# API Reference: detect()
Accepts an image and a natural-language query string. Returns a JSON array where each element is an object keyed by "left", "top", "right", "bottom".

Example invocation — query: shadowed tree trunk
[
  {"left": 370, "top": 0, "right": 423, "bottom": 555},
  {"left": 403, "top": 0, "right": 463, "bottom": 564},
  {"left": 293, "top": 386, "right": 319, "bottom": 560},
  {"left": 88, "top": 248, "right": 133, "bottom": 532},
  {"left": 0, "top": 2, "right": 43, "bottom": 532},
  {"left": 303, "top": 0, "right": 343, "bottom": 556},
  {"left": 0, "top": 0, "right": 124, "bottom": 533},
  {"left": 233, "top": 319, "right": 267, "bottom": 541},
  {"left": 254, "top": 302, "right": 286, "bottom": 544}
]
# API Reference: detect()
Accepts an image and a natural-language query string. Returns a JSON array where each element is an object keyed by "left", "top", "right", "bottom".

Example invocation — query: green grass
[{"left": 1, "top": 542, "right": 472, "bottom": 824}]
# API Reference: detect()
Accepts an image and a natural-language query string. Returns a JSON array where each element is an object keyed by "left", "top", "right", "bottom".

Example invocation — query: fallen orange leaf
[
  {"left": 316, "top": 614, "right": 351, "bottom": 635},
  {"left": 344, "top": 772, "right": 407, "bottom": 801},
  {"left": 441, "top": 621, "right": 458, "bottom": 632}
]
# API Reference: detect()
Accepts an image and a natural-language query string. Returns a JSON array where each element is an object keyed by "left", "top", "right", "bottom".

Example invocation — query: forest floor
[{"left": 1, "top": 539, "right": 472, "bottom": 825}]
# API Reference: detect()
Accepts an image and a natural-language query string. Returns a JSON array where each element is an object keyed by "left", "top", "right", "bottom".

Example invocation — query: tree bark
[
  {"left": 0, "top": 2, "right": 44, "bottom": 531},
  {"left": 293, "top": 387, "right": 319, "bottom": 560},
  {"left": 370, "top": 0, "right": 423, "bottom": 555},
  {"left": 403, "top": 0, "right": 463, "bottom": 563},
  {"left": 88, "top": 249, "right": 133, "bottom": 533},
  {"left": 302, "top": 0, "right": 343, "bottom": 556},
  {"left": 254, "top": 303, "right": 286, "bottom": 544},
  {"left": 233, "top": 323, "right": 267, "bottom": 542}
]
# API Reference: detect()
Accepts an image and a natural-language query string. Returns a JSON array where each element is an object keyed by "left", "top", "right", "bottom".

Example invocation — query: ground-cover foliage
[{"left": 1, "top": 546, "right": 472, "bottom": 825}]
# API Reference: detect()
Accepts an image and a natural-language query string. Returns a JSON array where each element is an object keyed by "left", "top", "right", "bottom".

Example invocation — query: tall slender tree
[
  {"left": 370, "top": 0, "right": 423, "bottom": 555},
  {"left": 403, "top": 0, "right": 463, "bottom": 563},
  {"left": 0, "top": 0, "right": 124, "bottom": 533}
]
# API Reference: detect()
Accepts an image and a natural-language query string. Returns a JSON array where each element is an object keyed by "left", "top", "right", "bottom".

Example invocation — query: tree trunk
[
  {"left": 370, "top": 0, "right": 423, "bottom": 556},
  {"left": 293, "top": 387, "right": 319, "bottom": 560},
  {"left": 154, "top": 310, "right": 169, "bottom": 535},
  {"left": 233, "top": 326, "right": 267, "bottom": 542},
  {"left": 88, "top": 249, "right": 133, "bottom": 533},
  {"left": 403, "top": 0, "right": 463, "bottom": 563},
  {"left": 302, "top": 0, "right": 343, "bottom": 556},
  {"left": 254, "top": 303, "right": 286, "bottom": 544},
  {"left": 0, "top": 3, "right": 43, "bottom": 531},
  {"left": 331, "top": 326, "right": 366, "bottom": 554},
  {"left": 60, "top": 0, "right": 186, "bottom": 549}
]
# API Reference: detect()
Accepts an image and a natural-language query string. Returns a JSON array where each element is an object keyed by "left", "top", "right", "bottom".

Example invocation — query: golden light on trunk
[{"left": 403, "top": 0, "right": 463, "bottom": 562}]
· · · · · · ·
*Problem to solve*: Reproduce the listing above exactly, in its entirety.

*Your response*:
# API Reference: detect()
Accepts an image and a natural-language query string. Returns a JSON array where each element is an object keyed by "left", "top", "right", "bottom".

Example invocation — query: shadowed tree trunk
[
  {"left": 370, "top": 0, "right": 423, "bottom": 555},
  {"left": 403, "top": 0, "right": 463, "bottom": 564},
  {"left": 293, "top": 386, "right": 319, "bottom": 560},
  {"left": 88, "top": 248, "right": 133, "bottom": 532},
  {"left": 0, "top": 2, "right": 43, "bottom": 532},
  {"left": 303, "top": 0, "right": 343, "bottom": 556},
  {"left": 0, "top": 0, "right": 124, "bottom": 533},
  {"left": 233, "top": 319, "right": 267, "bottom": 541},
  {"left": 254, "top": 302, "right": 286, "bottom": 544}
]
# API Reference: detect()
Accepts an image and a natural-language query string. Returns a JSON array where each element is an object keyed by "left", "top", "right", "bottom".

Example invocation — query: green grass
[{"left": 1, "top": 542, "right": 472, "bottom": 824}]
# API Reference: detect()
Accepts an image and a natural-language query string. Returns a JSON array where each element is an object keyed by "left", "top", "right", "bottom".

Example invocation — query: fallen orange leaf
[
  {"left": 316, "top": 614, "right": 351, "bottom": 635},
  {"left": 344, "top": 772, "right": 407, "bottom": 801},
  {"left": 441, "top": 621, "right": 458, "bottom": 632}
]
# API Reference: detect()
Accepts an image and a natural-language query string. Returns a JSON array where each element is an object keyed by "left", "top", "right", "bottom".

Example invocation — query: forest floor
[{"left": 1, "top": 539, "right": 472, "bottom": 825}]
# API Reference: detect()
Accepts an image and a natural-language query string. Returns a JSON array where each element is an object keyed by "left", "top", "right", "bottom".

Example invocation — query: tree bark
[
  {"left": 0, "top": 2, "right": 44, "bottom": 531},
  {"left": 293, "top": 387, "right": 319, "bottom": 560},
  {"left": 370, "top": 0, "right": 423, "bottom": 555},
  {"left": 403, "top": 0, "right": 463, "bottom": 563},
  {"left": 88, "top": 249, "right": 133, "bottom": 533},
  {"left": 302, "top": 0, "right": 343, "bottom": 556},
  {"left": 254, "top": 303, "right": 286, "bottom": 544},
  {"left": 233, "top": 323, "right": 267, "bottom": 542}
]
# API Reference: detect()
Accepts an image and a natural-language query string. Returns a JSON array where each element is an object keyed by "left", "top", "right", "bottom".

Example invocation — query: ground-cover foliage
[{"left": 1, "top": 546, "right": 472, "bottom": 825}]
# API Reference: detect()
Accepts an image and a natural-language query string. Returns a JSON array where each element is an object keyed by "left", "top", "right", "bottom".

Example invocation — query: tall slender tree
[
  {"left": 370, "top": 0, "right": 423, "bottom": 555},
  {"left": 403, "top": 0, "right": 463, "bottom": 563},
  {"left": 0, "top": 0, "right": 124, "bottom": 533}
]
# API Reference: detect()
Accepts an image and a natural-language query string. Returns a JSON array where each element is an object keyed by "left", "top", "right", "bottom".

Example invocation — query: tree trunk
[
  {"left": 370, "top": 0, "right": 423, "bottom": 556},
  {"left": 293, "top": 387, "right": 319, "bottom": 560},
  {"left": 154, "top": 310, "right": 169, "bottom": 535},
  {"left": 233, "top": 326, "right": 267, "bottom": 542},
  {"left": 88, "top": 249, "right": 133, "bottom": 533},
  {"left": 403, "top": 0, "right": 463, "bottom": 563},
  {"left": 302, "top": 0, "right": 343, "bottom": 556},
  {"left": 254, "top": 303, "right": 286, "bottom": 544},
  {"left": 0, "top": 3, "right": 43, "bottom": 531},
  {"left": 331, "top": 326, "right": 366, "bottom": 554},
  {"left": 60, "top": 0, "right": 186, "bottom": 549}
]
# API Reference: detect()
Accepts an image and a natural-language query string. Returns a JSON array where each element is an object keyed by "left", "top", "right", "bottom".

Example invocation — query: golden light on trunk
[{"left": 403, "top": 0, "right": 463, "bottom": 562}]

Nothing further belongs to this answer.